*** Text provided ***
For most kids a generation ago, getting a bike represented that first big step toward adulthood. With a bike came independence, but as that independence grew, so too did parental worries.
Today, many would say that rite of passage — and its corresponding worries — has been passed to the smartphone.
Late in 2018, the Deseret News and the Center for the Study of Elections and Democracy at Brigham Young University released the results of the 2018 American Family Survey, an annual nationwide study designed to understand the experiences of Americans in several different aspects of life and how those experiences relate to a variety of public policy issues.
As part of the study, nearly 500 parents of children between 12 and 17 were given a list of 15 concerns and then asked to narrow it to the four most important issues facing teenagers.
Did drug abuse top the list? Alcohol consumption? Sexual activity?
Fifty-three percent of parents said they were most worried about the overuse of technology.
*** End of Text provided ***
*** The data ***
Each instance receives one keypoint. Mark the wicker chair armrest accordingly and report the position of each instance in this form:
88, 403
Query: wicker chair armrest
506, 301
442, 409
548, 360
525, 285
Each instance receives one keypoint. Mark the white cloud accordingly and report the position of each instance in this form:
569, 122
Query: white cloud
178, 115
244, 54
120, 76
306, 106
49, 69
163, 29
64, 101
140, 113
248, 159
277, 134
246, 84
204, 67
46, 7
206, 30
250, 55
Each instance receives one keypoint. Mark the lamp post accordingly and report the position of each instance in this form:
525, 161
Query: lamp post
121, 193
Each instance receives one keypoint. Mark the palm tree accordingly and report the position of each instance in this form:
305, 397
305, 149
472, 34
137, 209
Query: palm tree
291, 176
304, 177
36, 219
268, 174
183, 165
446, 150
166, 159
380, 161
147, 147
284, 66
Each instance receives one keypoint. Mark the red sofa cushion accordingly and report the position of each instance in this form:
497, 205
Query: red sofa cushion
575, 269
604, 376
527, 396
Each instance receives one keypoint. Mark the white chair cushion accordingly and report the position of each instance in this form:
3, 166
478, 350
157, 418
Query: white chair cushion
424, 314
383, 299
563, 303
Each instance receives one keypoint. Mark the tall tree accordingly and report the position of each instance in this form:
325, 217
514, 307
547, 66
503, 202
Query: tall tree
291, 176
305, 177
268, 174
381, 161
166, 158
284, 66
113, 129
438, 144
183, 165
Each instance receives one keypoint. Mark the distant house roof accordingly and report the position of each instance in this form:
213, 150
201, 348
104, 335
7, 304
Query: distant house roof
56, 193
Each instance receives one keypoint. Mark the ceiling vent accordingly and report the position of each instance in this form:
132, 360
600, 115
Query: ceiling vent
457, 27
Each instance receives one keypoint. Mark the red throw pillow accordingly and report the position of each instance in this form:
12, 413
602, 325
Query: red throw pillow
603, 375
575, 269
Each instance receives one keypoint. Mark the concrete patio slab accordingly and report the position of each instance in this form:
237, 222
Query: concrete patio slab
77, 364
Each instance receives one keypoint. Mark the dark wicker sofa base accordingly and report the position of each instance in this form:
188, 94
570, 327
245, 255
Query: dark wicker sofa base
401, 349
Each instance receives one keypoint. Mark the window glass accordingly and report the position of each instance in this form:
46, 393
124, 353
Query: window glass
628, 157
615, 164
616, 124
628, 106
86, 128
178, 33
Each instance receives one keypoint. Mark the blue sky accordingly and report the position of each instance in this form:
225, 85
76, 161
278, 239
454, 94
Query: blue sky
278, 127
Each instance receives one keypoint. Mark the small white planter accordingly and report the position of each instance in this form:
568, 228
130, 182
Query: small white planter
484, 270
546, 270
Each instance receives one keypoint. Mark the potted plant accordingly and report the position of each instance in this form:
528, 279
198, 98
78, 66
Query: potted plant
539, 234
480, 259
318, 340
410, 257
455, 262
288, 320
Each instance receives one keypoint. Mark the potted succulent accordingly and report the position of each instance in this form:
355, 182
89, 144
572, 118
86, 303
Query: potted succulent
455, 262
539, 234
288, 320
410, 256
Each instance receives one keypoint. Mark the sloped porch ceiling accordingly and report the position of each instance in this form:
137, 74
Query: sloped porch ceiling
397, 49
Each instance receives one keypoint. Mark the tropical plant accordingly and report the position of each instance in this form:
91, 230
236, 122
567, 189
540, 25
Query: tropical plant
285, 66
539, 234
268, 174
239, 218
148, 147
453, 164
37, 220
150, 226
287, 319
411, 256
*** End of The data ***
● **Tasks for this exercise**
**1.** In the passage on parental worries about teenagers, what percentage of parents said they were most worried about the overuse of technology?
**2.** Condense the paragraph beginning "Late in 2018" in the passage on parental worries about teenagers into a short list that keeps its main facts.

● **Responses to the exercise**
**1.** Fifty-three percent.

**2.**
- Late in 2018, the results of the 2018 American Family Survey were released.
- The Deseret News and the Center for the Study of Elections and Democracy at Brigham Young University released them.
- The survey is an annual nationwide study.
- It aims to understand Americans' experiences in several aspects of life and how those experiences relate to a variety of public policy issues.